━━━ Items ━━━

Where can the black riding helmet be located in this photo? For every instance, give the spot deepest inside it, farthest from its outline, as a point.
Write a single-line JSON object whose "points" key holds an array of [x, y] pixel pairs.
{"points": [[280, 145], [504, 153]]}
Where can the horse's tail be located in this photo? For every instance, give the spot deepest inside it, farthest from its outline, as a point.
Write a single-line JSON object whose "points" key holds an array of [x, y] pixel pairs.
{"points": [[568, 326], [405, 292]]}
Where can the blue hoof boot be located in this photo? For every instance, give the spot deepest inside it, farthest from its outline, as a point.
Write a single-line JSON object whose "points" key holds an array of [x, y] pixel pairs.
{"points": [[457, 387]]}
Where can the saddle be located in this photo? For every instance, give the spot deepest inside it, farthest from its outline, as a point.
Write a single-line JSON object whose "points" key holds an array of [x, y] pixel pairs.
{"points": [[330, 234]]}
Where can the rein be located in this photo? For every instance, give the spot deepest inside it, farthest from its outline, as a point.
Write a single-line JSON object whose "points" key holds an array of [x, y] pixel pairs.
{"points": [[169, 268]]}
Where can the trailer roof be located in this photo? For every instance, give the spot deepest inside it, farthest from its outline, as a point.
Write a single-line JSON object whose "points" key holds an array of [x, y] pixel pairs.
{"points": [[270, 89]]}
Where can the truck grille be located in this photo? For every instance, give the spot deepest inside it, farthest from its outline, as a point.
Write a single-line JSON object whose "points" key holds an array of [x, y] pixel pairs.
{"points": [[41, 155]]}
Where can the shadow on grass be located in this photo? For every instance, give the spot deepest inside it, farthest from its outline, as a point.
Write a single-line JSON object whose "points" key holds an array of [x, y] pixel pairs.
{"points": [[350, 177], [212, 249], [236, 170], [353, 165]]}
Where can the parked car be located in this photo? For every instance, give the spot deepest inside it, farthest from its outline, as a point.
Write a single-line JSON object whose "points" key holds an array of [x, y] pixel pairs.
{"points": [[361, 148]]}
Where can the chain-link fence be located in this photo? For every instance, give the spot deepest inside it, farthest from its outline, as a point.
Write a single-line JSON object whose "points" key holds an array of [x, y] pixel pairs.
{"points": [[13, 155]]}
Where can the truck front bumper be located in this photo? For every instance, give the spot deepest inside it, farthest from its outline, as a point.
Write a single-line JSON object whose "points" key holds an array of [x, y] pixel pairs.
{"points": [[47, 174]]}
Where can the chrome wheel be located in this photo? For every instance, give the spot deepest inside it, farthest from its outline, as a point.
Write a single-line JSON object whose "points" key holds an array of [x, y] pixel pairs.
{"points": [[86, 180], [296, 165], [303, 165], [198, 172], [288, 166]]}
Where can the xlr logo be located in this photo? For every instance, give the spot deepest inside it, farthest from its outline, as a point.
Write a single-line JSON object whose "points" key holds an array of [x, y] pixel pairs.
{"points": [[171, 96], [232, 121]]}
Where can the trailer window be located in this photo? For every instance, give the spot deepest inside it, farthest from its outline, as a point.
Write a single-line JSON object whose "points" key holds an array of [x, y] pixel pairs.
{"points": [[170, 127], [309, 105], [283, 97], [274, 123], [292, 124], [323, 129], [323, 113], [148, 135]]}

━━━
━━━ Items ━━━

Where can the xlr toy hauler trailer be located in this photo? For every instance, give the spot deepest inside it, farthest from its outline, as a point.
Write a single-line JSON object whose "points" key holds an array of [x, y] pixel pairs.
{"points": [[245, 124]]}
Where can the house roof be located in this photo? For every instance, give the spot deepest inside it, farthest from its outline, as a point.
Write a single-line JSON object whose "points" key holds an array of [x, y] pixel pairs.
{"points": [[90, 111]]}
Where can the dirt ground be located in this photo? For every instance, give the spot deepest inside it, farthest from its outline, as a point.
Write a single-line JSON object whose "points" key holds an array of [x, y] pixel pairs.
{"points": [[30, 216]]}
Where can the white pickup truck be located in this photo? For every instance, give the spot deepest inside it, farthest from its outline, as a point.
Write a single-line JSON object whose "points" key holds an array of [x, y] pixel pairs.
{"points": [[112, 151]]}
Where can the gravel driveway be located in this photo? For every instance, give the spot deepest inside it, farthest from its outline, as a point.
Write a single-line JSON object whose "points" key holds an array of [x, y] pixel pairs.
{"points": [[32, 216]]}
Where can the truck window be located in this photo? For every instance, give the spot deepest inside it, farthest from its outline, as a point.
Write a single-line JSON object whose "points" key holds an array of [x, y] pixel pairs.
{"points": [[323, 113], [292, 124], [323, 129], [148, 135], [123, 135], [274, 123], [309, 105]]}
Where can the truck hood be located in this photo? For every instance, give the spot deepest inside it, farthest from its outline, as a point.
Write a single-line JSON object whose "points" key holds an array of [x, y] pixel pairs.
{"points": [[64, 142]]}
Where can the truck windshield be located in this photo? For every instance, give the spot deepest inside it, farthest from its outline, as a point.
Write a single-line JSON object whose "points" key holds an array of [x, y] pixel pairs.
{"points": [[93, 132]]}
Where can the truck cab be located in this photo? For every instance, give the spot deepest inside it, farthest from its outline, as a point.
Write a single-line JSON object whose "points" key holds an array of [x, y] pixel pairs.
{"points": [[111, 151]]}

━━━

--- What is being asked ---
Find every line in the material above that contains the word "roof", and copy each one out in full. Case counts.

--- Exercise result ---
Where can the trailer roof be located in this photo? For every instance, give the spot deepest inside it, farthest from its outline, as a point.
Where can the house roof be located in this photo? For every instance, give the spot deepest inside it, farthest from its outline, as a point.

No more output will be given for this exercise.